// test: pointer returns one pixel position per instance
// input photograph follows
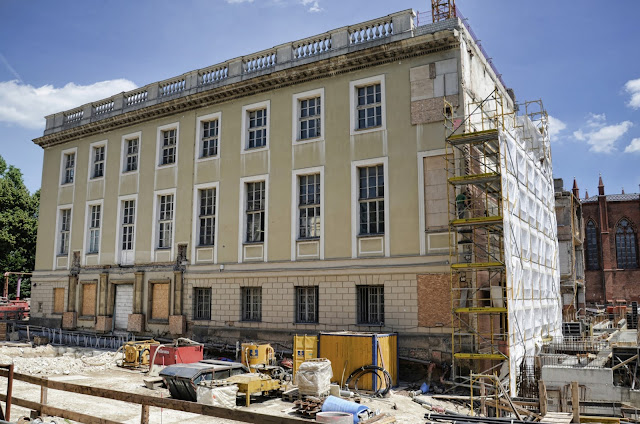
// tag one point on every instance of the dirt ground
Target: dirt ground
(98, 369)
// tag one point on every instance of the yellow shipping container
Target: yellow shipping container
(349, 351)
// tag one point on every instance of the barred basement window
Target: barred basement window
(202, 304)
(309, 206)
(307, 304)
(371, 200)
(371, 305)
(251, 303)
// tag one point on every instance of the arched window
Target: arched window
(592, 246)
(626, 245)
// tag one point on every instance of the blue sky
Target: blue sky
(580, 59)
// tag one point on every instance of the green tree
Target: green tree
(18, 227)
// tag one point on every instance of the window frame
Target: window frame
(353, 101)
(159, 145)
(295, 117)
(244, 138)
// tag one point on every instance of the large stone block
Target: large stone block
(69, 320)
(136, 323)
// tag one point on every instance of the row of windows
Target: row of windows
(368, 112)
(370, 304)
(371, 215)
(626, 251)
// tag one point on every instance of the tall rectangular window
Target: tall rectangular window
(201, 303)
(307, 304)
(369, 106)
(370, 305)
(309, 118)
(169, 144)
(131, 155)
(69, 162)
(98, 162)
(255, 212)
(309, 206)
(251, 303)
(94, 229)
(207, 216)
(128, 224)
(165, 221)
(257, 131)
(209, 138)
(65, 231)
(371, 199)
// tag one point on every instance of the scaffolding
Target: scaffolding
(485, 152)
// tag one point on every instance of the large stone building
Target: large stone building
(611, 246)
(298, 189)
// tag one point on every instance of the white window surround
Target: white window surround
(56, 249)
(421, 210)
(87, 223)
(295, 118)
(123, 152)
(295, 210)
(353, 85)
(156, 211)
(199, 120)
(195, 233)
(173, 126)
(121, 199)
(242, 215)
(355, 189)
(245, 126)
(63, 155)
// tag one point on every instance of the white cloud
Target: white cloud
(633, 88)
(555, 127)
(599, 136)
(634, 146)
(26, 105)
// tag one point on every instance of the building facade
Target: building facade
(611, 247)
(295, 190)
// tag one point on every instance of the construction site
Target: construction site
(513, 343)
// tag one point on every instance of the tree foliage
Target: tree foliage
(18, 226)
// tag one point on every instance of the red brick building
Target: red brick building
(611, 246)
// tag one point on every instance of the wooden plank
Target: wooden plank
(177, 405)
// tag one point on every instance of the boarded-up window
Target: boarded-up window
(160, 301)
(58, 301)
(88, 300)
(434, 300)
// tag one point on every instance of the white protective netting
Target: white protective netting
(530, 243)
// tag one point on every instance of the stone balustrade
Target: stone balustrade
(340, 41)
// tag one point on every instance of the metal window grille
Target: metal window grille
(168, 147)
(94, 229)
(132, 155)
(251, 303)
(309, 119)
(307, 304)
(371, 200)
(209, 138)
(65, 229)
(626, 246)
(98, 162)
(309, 206)
(202, 303)
(371, 305)
(165, 221)
(257, 129)
(369, 107)
(255, 212)
(592, 246)
(128, 224)
(69, 167)
(207, 216)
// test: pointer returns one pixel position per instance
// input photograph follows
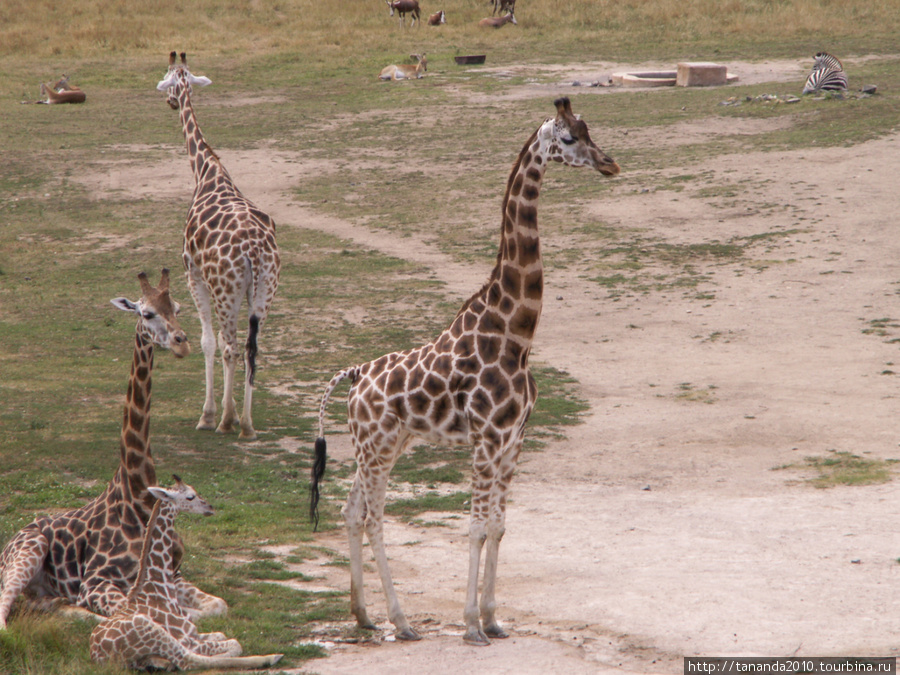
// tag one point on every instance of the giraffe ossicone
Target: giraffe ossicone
(88, 557)
(469, 386)
(229, 254)
(149, 628)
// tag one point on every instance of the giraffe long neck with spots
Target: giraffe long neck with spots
(136, 468)
(206, 167)
(515, 287)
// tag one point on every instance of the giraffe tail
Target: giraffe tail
(252, 335)
(318, 469)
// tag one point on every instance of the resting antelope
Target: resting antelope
(406, 71)
(498, 21)
(501, 6)
(61, 92)
(404, 6)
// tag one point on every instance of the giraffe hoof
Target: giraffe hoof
(476, 638)
(407, 635)
(495, 631)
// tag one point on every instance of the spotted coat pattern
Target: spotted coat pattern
(229, 254)
(469, 386)
(149, 629)
(89, 556)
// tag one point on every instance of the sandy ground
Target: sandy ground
(659, 528)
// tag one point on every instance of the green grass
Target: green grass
(428, 159)
(840, 467)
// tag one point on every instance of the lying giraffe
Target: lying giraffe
(469, 386)
(149, 629)
(88, 557)
(229, 254)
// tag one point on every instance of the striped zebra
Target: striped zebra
(824, 60)
(826, 79)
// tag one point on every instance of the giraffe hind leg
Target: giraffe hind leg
(20, 564)
(196, 602)
(354, 513)
(200, 294)
(374, 493)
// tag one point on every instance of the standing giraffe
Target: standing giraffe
(149, 629)
(469, 386)
(229, 254)
(89, 556)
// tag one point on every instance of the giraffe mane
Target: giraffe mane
(496, 271)
(145, 550)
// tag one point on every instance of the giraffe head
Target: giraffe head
(178, 79)
(567, 140)
(183, 497)
(157, 315)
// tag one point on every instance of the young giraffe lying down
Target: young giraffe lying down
(150, 630)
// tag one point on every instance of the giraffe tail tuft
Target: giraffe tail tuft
(318, 471)
(252, 348)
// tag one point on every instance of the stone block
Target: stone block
(700, 74)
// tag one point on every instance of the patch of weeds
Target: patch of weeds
(429, 501)
(840, 467)
(687, 392)
(880, 327)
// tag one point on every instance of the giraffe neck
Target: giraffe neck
(156, 552)
(204, 162)
(515, 288)
(136, 469)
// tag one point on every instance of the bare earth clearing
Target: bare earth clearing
(658, 528)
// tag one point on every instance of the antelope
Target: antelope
(404, 6)
(498, 21)
(61, 92)
(406, 71)
(503, 5)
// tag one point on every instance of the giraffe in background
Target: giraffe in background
(469, 386)
(149, 629)
(229, 254)
(89, 556)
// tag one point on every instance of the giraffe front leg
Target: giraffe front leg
(201, 298)
(495, 529)
(20, 563)
(477, 536)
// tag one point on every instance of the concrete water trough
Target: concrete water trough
(688, 74)
(473, 58)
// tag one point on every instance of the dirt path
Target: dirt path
(659, 528)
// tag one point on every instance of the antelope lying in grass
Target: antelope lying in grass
(403, 7)
(501, 6)
(497, 22)
(61, 92)
(406, 71)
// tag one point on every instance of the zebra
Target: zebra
(824, 60)
(826, 79)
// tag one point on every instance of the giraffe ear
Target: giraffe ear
(158, 492)
(124, 304)
(198, 81)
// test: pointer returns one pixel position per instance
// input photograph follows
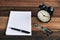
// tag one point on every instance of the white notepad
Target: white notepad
(19, 20)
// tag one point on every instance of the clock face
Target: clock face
(43, 16)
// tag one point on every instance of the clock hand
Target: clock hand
(20, 30)
(47, 31)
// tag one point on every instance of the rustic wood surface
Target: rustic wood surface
(30, 5)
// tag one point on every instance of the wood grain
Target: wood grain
(5, 11)
(27, 3)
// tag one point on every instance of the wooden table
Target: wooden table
(30, 5)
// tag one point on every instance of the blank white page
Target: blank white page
(20, 20)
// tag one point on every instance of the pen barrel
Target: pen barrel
(25, 31)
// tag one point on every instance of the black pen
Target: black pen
(20, 30)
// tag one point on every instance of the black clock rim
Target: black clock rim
(40, 20)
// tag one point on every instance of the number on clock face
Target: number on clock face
(43, 16)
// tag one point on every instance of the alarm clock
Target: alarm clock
(45, 13)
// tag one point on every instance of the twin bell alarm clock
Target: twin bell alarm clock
(45, 13)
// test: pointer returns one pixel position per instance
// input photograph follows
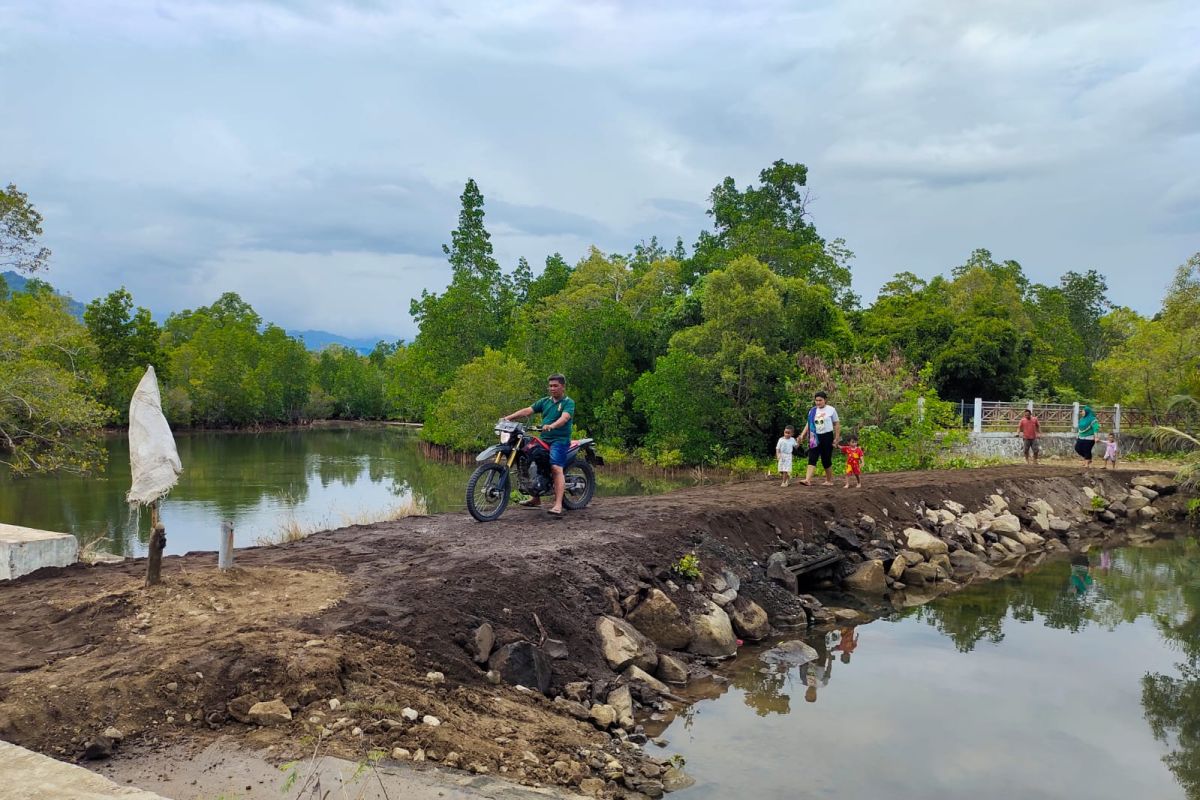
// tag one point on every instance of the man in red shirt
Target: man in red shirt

[Problem to work on]
Repeat verbatim all the material, but not the pictures.

[Task output]
// test: pointer returns one pixel position per instance
// input photograph follows
// tag one point on every instance of the dirt ground
Target: dirt ground
(98, 369)
// tag one point on every instance of the yellow shipping container
Target: yellow shipping container
(349, 351)
// tag one point on every instance of the barred basement window
Target: barred basement window
(202, 304)
(309, 206)
(307, 304)
(371, 200)
(371, 305)
(251, 303)
// tag one point on every instance of the arched window
Target: arched window
(592, 246)
(626, 245)
// tag one point on every instance of the blue sky
Target: blue sky
(580, 59)
// tag one point on every instance of the green tree
Target: green tree
(18, 227)
// tag one point on every instance of the window frame
Target: window frame
(353, 101)
(159, 145)
(295, 117)
(244, 138)
// tag one point on every instance of the large stone block
Target: large stone block
(69, 320)
(136, 323)
// tag one point on every instance of the row of windows
Target: row of windows
(368, 112)
(370, 304)
(371, 215)
(626, 251)
// tag one point on every instance of the tall rectangular window
Target: tall rectangular window
(201, 303)
(307, 304)
(369, 106)
(370, 305)
(309, 118)
(169, 144)
(131, 155)
(69, 162)
(98, 162)
(255, 212)
(309, 206)
(251, 303)
(94, 229)
(207, 216)
(128, 224)
(165, 221)
(257, 131)
(209, 138)
(65, 231)
(371, 199)
// tag one point on every instance of the scaffolding
Target: scaffolding
(485, 152)
// tag one point on every instance of the large stone building
Target: large stone building
(611, 246)
(298, 189)
// tag one point on every instance of the white window surround
Target: white window surround
(56, 249)
(421, 210)
(87, 223)
(295, 118)
(123, 152)
(295, 210)
(353, 85)
(156, 211)
(199, 120)
(195, 233)
(173, 126)
(121, 199)
(242, 215)
(355, 189)
(245, 126)
(63, 155)
// tag one point on every instance of the white cloud
Target: white cloud
(633, 88)
(555, 127)
(599, 136)
(634, 146)
(26, 105)
// tag one point on every instance of the building facade
Target: building facade
(611, 247)
(295, 190)
// tag one point on every instance of the construction site
Target: construction site
(513, 343)
// tag one point on every instance of the tree foliage
Target: tree foliage
(18, 226)
// tag one point on every instance of the red brick building
Target: red brick building
(611, 246)
// tag one point on every instance of the wooden plank
Target: wooden plank
(177, 405)
// tag one point on every instance of the boarded-up window
Target: boarded-up window
(160, 301)
(58, 301)
(88, 300)
(434, 300)
// tag one point on every instance of the white protective netting
Target: white protective netting
(530, 243)
// tag one point on every instance of the stone balustrade
Target: stone balustrade
(340, 41)
// tag one point on every instance of the metal window grille
Target: metal window grille
(168, 147)
(94, 229)
(132, 155)
(251, 303)
(309, 119)
(307, 304)
(371, 200)
(209, 138)
(65, 229)
(626, 246)
(98, 162)
(309, 206)
(202, 303)
(371, 305)
(165, 221)
(257, 129)
(369, 107)
(255, 212)
(592, 246)
(128, 224)
(69, 167)
(207, 216)
// test: pointer returns one pixel position per instance
// input photograph follows
// tag one point on every instance of the giraffe ossicone
Target: giraffe ossicone
(88, 557)
(469, 386)
(229, 254)
(149, 628)
// tag one point on every instance of the giraffe long neck with spots
Target: giraffe long neck with spots
(136, 468)
(206, 167)
(515, 287)
// tag one point on every instance of the giraffe tail
Target: giraffe tail
(252, 335)
(318, 469)
// tag one point on every instance of the resting antelope
Target: resting antelope
(406, 71)
(498, 21)
(501, 6)
(61, 92)
(404, 6)
// tag one point on every instance of the giraffe hoof
Target: giraffe hoof
(476, 638)
(407, 635)
(495, 631)
// tag one point on every instance of the spotted coat pattern
Target: spotted coat pattern
(229, 254)
(469, 386)
(149, 629)
(89, 556)
// tag one point on every instance of the sandy ground
Target: sandy ground
(659, 528)
// tag one point on every instance of the green grass
Target: green grass
(428, 159)
(840, 467)
// tag one point on every instance of the lying giraffe
Target: lying giraffe
(469, 386)
(149, 629)
(88, 557)
(229, 254)
// tag one point on every instance of the striped zebra
Target: striped zebra
(824, 60)
(826, 79)
// tag one point on every instance of the giraffe hind leg
Target: giraffe hind leg
(20, 564)
(196, 602)
(354, 513)
(200, 294)
(374, 493)
// tag one point on every instance of the standing giraffe
Target: standing giraffe
(149, 629)
(469, 386)
(229, 254)
(89, 556)
// tag one point on every instance of the giraffe mane
Target: giraffe mane
(496, 271)
(145, 550)
// tag one point on every instance of the giraffe head
Target: giraffe head
(178, 79)
(567, 140)
(183, 497)
(157, 315)
// tag one point on every instance of the young giraffe lying down
Target: young giraffe lying down
(150, 630)
// tag one point on every instance of the giraffe tail tuft
Target: giraffe tail tuft
(318, 471)
(252, 348)
// tag one point on every instance of the stone block
Target: stone block
(700, 74)
// tag one point on every instance of the patch of weeds
Target: patch of weeds
(429, 501)
(840, 467)
(687, 392)
(880, 327)
// tag one point on every instance of the giraffe neck
Target: giraffe neck
(156, 552)
(204, 162)
(515, 288)
(136, 469)
// tag one point on every instance of the bare earth clearing
Target: bare earth clearing
(658, 528)
// tag one point on every instance of the antelope
Target: antelope
(404, 6)
(498, 21)
(61, 92)
(406, 71)
(503, 5)
// tag one point on every instance of the giraffe in background
Target: giraffe in background
(469, 386)
(149, 629)
(229, 254)
(89, 556)
// tag one point on every instance of the giraffe front leg
Target: giraffe front leg
(201, 298)
(495, 529)
(20, 563)
(477, 536)
// tag one point on every instance of the concrete water trough
Target: concrete water trough
(688, 74)
(473, 58)
// tag one point on every instance of the dirt path
Target: dirt path
(659, 528)
// tag one point on every instance of the antelope lying in grass
Target: antelope lying in grass
(403, 7)
(501, 6)
(497, 22)
(61, 92)
(406, 71)
// tag one point on every instance of the zebra
Target: zebra
(824, 60)
(826, 79)
// tag one point on every instance of the giraffe ear
Target: giraffe ear
(158, 492)
(124, 304)
(198, 81)
// test: pointer returns one pixel position per instance
// input photograph follows
// tag one point on every instance of the white notepad
Target: white notepad
(19, 20)
// tag one point on every instance of the clock face
Target: clock face
(43, 16)
// tag one point on every instance of the clock hand
Target: clock hand
(20, 30)
(47, 31)
// tag one point on every instance of the rustic wood surface
Target: rustic wood surface
(30, 5)
// tag one point on every instance of the wood grain
Target: wood grain
(5, 11)
(27, 3)
// tag one point on every instance of the wooden table
Target: wooden table
(30, 5)
// tag one point on every instance of the blank white page
Target: blank white page
(20, 20)
// tag one point on every instance of the pen barrel
Target: pen barrel
(25, 31)
// tag one point on every instance of the black pen
Target: black pen
(20, 30)
// tag one point on every instance of the black clock rim
Target: black clock rim
(40, 20)
// tag one point on every instance of the number on clock face
Target: number on clock face
(43, 16)
// tag one point on every instance of the alarm clock
Target: alarm clock
(45, 13)
// tag one point on every instance of the twin bell alarm clock
Target: twin bell alarm clock
(45, 13)
// test: pointer returns one pixel position per instance
// input photograph follows
// tag one point on every instance of the man in red shirt
Target: man in red shirt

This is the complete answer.